→ Exercise instructions:
Gather every line of the entries that includes the word "positive".

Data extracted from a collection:
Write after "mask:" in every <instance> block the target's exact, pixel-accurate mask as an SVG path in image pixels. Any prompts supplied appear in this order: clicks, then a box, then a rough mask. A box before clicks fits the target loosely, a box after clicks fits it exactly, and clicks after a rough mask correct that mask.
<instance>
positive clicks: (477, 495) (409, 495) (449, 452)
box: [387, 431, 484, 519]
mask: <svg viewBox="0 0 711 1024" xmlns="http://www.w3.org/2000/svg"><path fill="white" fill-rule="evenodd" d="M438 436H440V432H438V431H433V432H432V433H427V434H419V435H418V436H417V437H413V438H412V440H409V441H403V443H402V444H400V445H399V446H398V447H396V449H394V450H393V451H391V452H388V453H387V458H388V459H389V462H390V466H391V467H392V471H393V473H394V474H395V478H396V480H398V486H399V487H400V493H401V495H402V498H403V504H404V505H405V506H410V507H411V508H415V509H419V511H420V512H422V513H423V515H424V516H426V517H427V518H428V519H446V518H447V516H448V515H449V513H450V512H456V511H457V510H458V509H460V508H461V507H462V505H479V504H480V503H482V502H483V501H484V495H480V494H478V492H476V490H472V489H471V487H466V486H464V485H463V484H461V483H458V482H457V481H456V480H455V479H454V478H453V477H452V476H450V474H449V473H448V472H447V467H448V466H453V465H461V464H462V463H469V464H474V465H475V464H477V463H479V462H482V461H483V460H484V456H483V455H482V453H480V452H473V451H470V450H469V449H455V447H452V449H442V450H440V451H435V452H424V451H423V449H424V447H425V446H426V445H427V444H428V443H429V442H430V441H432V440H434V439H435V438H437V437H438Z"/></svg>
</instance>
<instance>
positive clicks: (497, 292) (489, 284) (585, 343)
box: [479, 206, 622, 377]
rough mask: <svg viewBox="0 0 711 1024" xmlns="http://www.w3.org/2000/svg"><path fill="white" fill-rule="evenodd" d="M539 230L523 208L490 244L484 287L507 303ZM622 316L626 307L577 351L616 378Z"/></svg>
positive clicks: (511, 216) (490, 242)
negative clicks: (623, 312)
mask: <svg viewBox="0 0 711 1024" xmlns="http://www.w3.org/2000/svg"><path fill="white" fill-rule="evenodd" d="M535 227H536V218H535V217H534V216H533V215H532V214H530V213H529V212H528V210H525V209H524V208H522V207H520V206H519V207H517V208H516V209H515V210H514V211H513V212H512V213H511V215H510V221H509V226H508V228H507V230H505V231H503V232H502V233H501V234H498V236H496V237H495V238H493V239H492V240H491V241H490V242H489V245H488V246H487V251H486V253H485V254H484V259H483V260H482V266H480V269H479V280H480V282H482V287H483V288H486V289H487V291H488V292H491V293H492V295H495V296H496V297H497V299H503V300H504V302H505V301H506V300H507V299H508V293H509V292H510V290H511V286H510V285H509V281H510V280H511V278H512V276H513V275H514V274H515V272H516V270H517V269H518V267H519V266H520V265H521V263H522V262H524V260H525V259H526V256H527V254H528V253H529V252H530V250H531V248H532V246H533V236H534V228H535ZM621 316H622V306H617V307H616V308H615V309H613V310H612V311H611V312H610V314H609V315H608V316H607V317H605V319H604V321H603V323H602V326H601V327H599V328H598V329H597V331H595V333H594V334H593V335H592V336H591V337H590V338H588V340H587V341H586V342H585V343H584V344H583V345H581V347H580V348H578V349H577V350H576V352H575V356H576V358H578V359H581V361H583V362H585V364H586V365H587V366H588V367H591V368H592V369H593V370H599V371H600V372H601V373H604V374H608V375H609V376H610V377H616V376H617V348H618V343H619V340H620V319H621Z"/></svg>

→ Exercise response:
positive clicks: (477, 495) (409, 495) (449, 452)
positive clicks: (497, 292) (489, 284) (585, 343)
positive clicks: (511, 216) (490, 242)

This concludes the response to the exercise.